Work order:
Among these records, which lines include "below"? Copy them out.

Records drawn from a dataset
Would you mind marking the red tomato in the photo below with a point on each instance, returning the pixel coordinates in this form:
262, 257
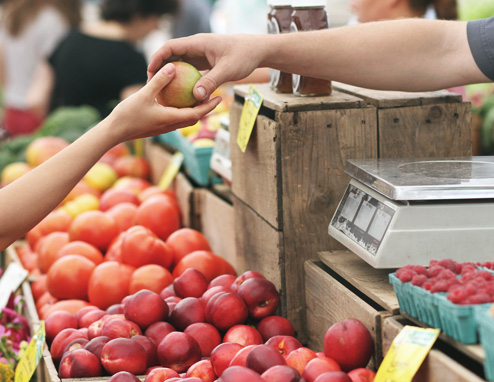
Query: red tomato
140, 246
94, 227
68, 277
186, 240
208, 263
109, 284
159, 213
48, 248
153, 277
82, 248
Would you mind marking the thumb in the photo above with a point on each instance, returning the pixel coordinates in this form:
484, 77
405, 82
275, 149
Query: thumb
161, 78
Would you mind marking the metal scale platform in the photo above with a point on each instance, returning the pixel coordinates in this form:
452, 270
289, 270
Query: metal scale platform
400, 211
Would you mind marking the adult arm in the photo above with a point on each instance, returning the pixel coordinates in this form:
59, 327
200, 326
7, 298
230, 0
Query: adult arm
407, 55
26, 201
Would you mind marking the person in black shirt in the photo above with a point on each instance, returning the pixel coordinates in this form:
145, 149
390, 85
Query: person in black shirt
99, 64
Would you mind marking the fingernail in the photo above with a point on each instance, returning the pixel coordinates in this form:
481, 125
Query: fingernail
201, 92
168, 69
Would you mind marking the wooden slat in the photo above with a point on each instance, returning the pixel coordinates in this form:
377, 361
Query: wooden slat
439, 130
289, 102
437, 367
374, 283
217, 223
328, 302
256, 173
388, 99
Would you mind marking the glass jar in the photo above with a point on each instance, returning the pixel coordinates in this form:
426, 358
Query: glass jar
309, 15
279, 21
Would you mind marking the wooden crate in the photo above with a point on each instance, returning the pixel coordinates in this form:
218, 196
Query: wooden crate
439, 366
339, 285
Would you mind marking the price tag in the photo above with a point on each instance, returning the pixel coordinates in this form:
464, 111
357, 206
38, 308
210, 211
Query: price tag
252, 104
171, 171
406, 354
13, 277
220, 160
30, 359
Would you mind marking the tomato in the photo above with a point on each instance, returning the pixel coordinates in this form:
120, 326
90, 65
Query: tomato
94, 227
48, 248
109, 283
68, 277
124, 215
153, 277
115, 196
39, 287
71, 306
210, 264
140, 246
159, 213
186, 240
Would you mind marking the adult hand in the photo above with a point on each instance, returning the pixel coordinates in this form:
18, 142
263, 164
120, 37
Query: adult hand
229, 58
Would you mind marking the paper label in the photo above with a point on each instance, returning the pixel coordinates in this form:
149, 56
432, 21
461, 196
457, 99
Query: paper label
406, 354
30, 359
13, 277
171, 171
252, 104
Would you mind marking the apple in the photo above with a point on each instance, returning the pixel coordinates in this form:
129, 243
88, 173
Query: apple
333, 376
284, 344
299, 358
245, 276
282, 373
225, 310
274, 326
145, 308
244, 335
206, 335
150, 347
123, 354
362, 375
260, 296
58, 321
178, 351
80, 363
349, 343
222, 355
262, 357
95, 345
202, 369
191, 283
123, 376
240, 374
158, 331
317, 366
160, 374
178, 93
120, 329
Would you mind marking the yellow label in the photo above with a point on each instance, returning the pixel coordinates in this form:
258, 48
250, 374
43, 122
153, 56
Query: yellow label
30, 359
171, 171
406, 354
252, 104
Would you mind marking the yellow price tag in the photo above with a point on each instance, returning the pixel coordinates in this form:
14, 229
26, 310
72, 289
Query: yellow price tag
406, 354
171, 171
252, 104
30, 359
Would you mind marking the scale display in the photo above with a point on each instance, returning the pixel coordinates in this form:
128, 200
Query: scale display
362, 218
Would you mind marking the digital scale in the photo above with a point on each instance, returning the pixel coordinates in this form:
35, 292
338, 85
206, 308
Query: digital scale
400, 211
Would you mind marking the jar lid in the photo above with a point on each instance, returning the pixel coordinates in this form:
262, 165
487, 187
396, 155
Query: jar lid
309, 3
279, 3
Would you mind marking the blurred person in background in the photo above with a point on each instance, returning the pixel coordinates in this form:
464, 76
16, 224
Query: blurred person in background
99, 64
29, 31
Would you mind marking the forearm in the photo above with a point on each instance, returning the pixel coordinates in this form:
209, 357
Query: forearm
408, 55
30, 198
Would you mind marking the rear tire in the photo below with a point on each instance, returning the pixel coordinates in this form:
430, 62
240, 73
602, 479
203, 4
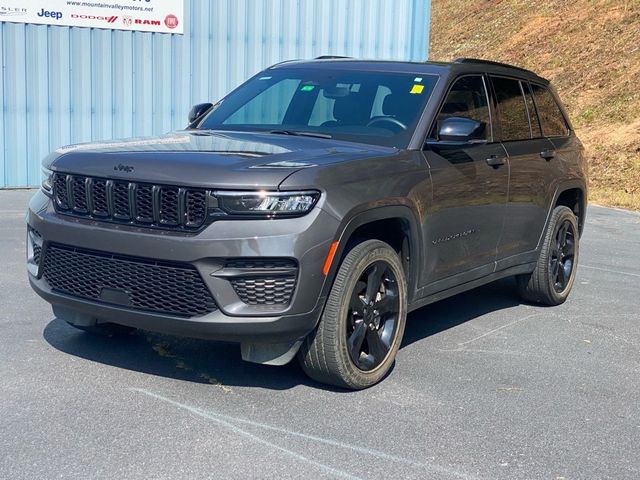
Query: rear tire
105, 329
551, 281
356, 341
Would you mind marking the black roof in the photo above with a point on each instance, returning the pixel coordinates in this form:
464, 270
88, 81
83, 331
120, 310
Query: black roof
458, 66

Response to the task:
Would you mind marking the red tomato in the photo below with a point on each instance, returning the pixel coordinates in this form:
Would you mind marking the rear tire in the photo below with a point on each instance, returning the pixel coordinates in this form:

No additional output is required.